Items from a data source:
-*-
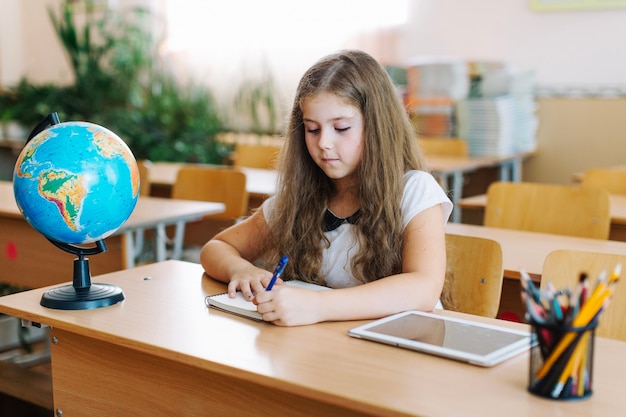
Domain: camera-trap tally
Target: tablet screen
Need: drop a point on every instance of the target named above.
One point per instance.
(463, 336)
(453, 337)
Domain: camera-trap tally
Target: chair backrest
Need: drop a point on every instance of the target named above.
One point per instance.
(256, 156)
(562, 268)
(144, 178)
(612, 180)
(474, 275)
(549, 208)
(224, 185)
(432, 146)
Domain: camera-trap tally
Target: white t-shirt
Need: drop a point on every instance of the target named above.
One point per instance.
(421, 191)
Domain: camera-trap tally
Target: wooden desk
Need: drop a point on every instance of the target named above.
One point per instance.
(27, 259)
(451, 172)
(260, 183)
(162, 352)
(617, 210)
(528, 251)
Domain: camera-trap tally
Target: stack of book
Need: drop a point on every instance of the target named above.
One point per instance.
(499, 117)
(433, 85)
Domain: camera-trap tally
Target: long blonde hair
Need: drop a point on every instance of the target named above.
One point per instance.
(390, 150)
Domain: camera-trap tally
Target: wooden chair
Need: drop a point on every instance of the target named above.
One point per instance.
(222, 185)
(613, 180)
(256, 156)
(474, 275)
(549, 208)
(446, 147)
(562, 268)
(144, 177)
(225, 185)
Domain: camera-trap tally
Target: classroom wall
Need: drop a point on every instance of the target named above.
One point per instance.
(576, 54)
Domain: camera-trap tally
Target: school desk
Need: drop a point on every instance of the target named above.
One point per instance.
(162, 352)
(27, 259)
(528, 250)
(451, 172)
(617, 209)
(260, 183)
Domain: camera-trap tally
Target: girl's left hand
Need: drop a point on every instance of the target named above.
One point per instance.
(289, 306)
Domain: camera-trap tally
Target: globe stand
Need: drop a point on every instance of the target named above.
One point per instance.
(82, 294)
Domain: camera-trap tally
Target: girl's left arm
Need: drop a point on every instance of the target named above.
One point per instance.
(417, 287)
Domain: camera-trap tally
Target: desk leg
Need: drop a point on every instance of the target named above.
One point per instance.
(129, 249)
(511, 170)
(178, 240)
(161, 243)
(457, 193)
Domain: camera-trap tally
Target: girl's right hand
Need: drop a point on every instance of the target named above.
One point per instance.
(249, 281)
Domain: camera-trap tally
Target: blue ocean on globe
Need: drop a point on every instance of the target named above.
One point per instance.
(76, 182)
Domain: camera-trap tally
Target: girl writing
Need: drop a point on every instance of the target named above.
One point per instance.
(354, 210)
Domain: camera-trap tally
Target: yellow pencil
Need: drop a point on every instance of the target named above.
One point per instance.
(587, 313)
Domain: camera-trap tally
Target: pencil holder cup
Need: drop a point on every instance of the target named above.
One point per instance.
(561, 361)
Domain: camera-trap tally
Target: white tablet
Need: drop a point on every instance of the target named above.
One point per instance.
(451, 337)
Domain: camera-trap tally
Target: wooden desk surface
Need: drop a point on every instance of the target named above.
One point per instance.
(449, 164)
(259, 182)
(288, 371)
(528, 250)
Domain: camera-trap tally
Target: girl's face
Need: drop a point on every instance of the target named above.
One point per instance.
(333, 131)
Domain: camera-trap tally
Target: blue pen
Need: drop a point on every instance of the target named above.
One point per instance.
(279, 270)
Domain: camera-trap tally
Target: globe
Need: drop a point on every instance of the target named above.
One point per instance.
(76, 182)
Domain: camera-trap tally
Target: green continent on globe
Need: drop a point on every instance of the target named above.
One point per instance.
(109, 147)
(66, 191)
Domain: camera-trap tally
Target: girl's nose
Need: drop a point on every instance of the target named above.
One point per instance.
(325, 141)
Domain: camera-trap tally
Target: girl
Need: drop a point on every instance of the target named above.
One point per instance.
(354, 209)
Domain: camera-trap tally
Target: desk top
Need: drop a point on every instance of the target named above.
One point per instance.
(165, 316)
(148, 212)
(258, 181)
(617, 206)
(528, 250)
(450, 164)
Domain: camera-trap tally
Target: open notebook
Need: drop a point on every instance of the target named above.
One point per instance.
(242, 307)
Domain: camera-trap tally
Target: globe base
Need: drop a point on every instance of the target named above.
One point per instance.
(70, 298)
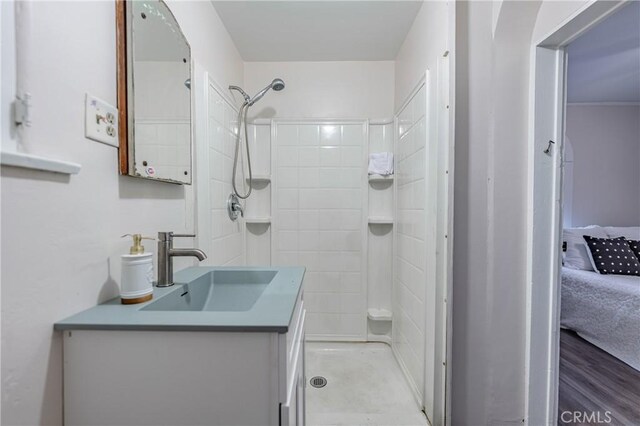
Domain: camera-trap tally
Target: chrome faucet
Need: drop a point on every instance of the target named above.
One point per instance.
(166, 253)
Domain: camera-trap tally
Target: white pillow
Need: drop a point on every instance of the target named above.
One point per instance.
(629, 232)
(577, 254)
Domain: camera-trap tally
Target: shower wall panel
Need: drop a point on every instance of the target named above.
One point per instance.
(319, 204)
(227, 237)
(410, 234)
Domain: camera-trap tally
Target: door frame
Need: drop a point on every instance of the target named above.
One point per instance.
(544, 212)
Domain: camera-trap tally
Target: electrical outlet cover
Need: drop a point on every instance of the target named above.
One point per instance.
(101, 121)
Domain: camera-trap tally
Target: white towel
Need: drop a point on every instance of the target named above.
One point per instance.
(381, 163)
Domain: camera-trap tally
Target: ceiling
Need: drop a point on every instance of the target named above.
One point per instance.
(604, 63)
(274, 31)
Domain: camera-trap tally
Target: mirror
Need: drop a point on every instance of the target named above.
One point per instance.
(154, 92)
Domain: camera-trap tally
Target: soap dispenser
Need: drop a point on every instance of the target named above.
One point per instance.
(136, 285)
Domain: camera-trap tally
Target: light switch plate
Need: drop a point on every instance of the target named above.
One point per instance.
(101, 121)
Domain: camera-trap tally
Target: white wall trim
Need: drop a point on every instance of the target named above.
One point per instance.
(36, 162)
(629, 104)
(380, 121)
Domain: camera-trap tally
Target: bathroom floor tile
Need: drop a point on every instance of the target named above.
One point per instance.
(365, 386)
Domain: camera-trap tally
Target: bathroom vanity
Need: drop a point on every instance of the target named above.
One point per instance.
(223, 346)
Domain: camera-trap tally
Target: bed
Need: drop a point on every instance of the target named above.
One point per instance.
(604, 310)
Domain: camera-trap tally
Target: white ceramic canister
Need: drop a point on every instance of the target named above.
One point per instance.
(136, 285)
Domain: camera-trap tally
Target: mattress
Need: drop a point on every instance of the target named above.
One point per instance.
(604, 310)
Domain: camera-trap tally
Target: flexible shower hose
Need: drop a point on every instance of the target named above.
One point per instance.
(242, 126)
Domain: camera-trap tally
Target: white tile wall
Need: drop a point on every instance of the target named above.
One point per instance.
(410, 251)
(227, 239)
(319, 204)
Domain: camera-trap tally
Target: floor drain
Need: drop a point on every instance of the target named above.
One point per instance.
(318, 382)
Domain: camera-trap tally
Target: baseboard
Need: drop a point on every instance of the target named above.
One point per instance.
(333, 338)
(405, 371)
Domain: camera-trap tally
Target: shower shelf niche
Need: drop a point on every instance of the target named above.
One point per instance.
(256, 220)
(379, 220)
(380, 178)
(260, 179)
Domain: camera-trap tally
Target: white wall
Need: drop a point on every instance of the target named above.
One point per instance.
(492, 104)
(605, 141)
(427, 42)
(323, 89)
(60, 236)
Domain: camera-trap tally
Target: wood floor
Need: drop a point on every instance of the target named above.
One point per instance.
(593, 381)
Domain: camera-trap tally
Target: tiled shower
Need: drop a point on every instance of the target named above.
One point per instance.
(360, 236)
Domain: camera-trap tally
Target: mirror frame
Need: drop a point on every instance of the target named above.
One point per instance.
(121, 77)
(125, 153)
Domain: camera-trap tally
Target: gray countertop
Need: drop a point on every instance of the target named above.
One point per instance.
(271, 313)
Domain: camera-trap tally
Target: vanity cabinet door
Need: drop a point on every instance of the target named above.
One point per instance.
(300, 392)
(292, 412)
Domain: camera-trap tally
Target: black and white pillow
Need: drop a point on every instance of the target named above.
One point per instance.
(612, 256)
(635, 247)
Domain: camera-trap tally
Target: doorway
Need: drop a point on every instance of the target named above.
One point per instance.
(545, 225)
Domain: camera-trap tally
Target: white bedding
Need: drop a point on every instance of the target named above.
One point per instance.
(605, 310)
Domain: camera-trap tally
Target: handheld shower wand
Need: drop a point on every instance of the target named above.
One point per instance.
(277, 85)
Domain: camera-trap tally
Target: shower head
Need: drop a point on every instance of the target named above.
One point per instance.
(244, 94)
(277, 85)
-*-
Task: Return every line from the records above that contains the word "globe".

Response to this exercise:
Target: globe stand
Target: blue ocean on globe
Target: globe
Target: green continent on globe
Target: globe base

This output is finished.